### GIVEN INFORMATION
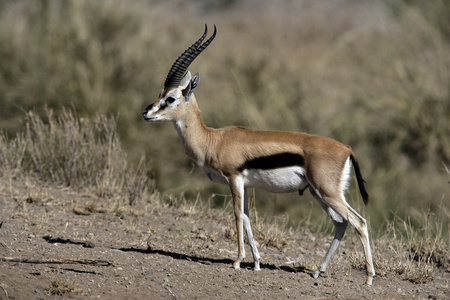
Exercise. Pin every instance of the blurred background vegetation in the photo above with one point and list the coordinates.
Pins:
(372, 74)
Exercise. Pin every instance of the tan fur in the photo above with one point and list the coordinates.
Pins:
(222, 152)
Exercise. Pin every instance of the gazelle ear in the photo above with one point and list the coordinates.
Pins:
(185, 81)
(187, 92)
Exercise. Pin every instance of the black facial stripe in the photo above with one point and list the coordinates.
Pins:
(275, 161)
(163, 105)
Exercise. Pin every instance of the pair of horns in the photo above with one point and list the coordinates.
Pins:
(180, 66)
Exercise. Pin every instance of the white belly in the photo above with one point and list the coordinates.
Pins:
(283, 180)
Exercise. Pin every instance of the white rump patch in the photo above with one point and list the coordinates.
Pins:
(345, 177)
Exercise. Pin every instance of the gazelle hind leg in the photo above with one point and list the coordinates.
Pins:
(340, 225)
(360, 224)
(341, 209)
(248, 230)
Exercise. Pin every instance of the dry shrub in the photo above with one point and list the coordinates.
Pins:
(76, 152)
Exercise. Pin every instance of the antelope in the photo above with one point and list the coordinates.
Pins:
(276, 161)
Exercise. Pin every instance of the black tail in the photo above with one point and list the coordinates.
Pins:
(362, 188)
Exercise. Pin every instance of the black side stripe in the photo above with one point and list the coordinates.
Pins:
(275, 161)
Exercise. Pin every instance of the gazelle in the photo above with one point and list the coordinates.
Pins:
(276, 161)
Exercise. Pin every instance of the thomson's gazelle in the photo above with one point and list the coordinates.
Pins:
(276, 161)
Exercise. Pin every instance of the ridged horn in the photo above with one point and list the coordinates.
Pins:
(179, 67)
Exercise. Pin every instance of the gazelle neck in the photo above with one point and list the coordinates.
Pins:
(194, 134)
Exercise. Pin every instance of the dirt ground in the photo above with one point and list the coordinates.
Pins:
(59, 243)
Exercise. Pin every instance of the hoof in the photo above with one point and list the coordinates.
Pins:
(237, 265)
(257, 268)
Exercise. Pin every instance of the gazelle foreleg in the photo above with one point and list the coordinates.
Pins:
(340, 225)
(248, 230)
(241, 213)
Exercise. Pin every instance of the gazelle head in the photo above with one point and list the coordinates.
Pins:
(179, 85)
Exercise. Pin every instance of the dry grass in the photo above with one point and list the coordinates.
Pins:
(376, 80)
(62, 287)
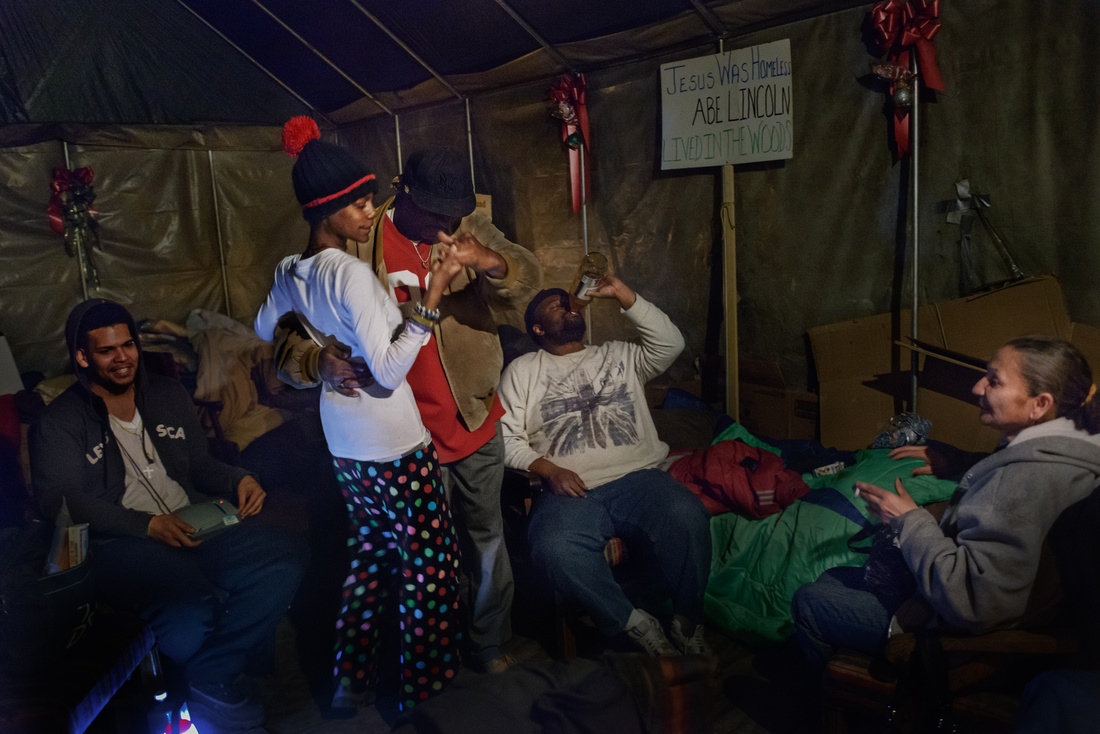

### GOAL
Count the lines in the items above that contain the string "stripe", treating uppercase and lowercase as different, and give only the number.

### SOLUTION TO THIS TASK
2